# Critter control



## Sturty7 (Aug 25, 2016)

A woman I work with asked me to help her out and try to get rid of some coyotes around her house. They've been eating her neighbors chickens and she is worried about her cat and dog. I told her I would give it a try, but I admit to being a complete rookie. Any advice on calls and tactics for this? I would think bird in distress? Maybe a coyote call since its close to breeding time??


----------



## hunter19301 (Feb 18, 2009)

If they are feeding on chickens, definitely use some type of bird distress. If you could find a chicken type call, I'd go with that! I've not heard of one but there are all types of electronic calls out there. I have used the woodpecker distress call as well as "wacky woodpecker" by FoxPro.


----------



## doggk9 (Aug 27, 2006)

Why not chicken distress? Or if they're coming in that often, just set up and don't call at all? They already have a reason to come investigate why complicate it? Or you could set up a lil further out and use coyote vocals to make them think someone had invaded their honey hole.


----------



## Sturty7 (Aug 25, 2016)

Would it be beer to go morning or evening? I have no night equipment


----------



## U D (Aug 1, 2012)

Beer in the morning. Heck, how can you drink beer all day of you don't start in the morning?


----------



## Capt.STU (Jan 1, 2012)

What county are you hunting?


Sent from my iPhone using Michigan Sportsman


----------



## Sturty7 (Aug 25, 2016)

I am just north of Montague when I was trying to help this lady, but I hunt mostly in northwest Kent county and surrounding areas.


----------



## nick 74 (Dec 4, 2008)

Sturty7 said:


> A woman I work with asked me to help her out and try to get rid of some coyotes around her house. They've been eating her neighbors chickens and she is worried about her cat and dog. I told her I would give it a try, but I admit to being a complete rookie. Any advice on calls and tactics for this? I would think bird in distress? Maybe a coyote call since its close to breeding time??


Just out of curiosity did they actually see coyote s killing the chickens? Lots of things can kill Chickens from weasels to owls and everything in between. I'm guessing they are free ranging and not penned up?
· · ·
→ EXERCISE TASK: Turn the reply in the forum thread above that begins "Why not chicken distress?" into a brief list of the approaches it proposes.

Entries drawn from a collection:
· · ·
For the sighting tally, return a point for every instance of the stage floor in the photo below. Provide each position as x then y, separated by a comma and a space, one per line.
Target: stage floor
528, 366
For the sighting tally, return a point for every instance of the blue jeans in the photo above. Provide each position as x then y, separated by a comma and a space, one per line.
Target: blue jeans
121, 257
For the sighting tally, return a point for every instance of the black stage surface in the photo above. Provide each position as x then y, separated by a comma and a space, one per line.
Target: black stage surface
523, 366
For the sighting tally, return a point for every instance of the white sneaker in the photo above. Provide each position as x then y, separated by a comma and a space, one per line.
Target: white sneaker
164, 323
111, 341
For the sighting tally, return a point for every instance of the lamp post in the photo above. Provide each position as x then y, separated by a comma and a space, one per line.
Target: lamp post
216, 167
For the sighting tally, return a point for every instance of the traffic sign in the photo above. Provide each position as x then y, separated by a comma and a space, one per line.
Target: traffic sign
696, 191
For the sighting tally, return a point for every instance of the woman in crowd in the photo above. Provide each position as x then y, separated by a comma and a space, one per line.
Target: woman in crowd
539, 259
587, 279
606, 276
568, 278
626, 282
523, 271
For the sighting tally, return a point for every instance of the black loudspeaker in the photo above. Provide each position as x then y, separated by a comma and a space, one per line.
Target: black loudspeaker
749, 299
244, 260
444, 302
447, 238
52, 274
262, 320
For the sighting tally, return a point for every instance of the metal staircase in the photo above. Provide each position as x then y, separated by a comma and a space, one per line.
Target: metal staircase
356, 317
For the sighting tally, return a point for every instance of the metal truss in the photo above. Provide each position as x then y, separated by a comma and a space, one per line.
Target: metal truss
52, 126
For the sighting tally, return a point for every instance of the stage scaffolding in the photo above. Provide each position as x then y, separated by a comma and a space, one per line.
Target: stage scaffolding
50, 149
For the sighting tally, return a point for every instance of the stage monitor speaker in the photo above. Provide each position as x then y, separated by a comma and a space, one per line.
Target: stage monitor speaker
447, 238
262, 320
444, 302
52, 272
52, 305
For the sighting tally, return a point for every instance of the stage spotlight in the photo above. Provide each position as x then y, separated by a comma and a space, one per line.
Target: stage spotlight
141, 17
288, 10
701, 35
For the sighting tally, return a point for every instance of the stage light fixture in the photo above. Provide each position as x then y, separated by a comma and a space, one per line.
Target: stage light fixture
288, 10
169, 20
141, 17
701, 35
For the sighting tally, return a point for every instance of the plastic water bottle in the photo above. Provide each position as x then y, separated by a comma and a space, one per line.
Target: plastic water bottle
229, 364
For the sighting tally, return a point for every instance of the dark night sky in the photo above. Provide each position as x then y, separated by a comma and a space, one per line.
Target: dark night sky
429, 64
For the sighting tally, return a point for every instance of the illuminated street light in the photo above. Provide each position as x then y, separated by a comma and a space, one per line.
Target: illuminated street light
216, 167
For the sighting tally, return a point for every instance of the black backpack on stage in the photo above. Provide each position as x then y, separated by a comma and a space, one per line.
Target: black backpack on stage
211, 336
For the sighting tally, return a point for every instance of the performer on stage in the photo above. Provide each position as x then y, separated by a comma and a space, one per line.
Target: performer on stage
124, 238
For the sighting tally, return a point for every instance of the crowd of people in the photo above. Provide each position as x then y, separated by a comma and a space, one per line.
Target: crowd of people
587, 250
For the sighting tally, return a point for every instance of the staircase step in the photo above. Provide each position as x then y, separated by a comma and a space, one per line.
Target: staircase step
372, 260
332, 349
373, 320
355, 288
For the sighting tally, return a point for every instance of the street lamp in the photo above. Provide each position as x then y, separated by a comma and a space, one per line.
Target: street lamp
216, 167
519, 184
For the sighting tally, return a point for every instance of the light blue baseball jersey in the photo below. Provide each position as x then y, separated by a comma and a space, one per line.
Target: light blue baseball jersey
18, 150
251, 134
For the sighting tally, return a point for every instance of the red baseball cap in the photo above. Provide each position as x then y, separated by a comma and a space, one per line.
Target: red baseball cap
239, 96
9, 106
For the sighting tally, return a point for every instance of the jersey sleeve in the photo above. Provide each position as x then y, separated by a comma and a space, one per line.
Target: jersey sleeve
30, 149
· · ·
→ ANSWER FOR THIS EXERCISE:
- Use a chicken distress call.
- If the coyotes are coming in that often, set up and do not call at all, since they already have a reason to come investigate.
- Set up a little farther out and use coyote vocals to make them think someone has invaded their honey hole.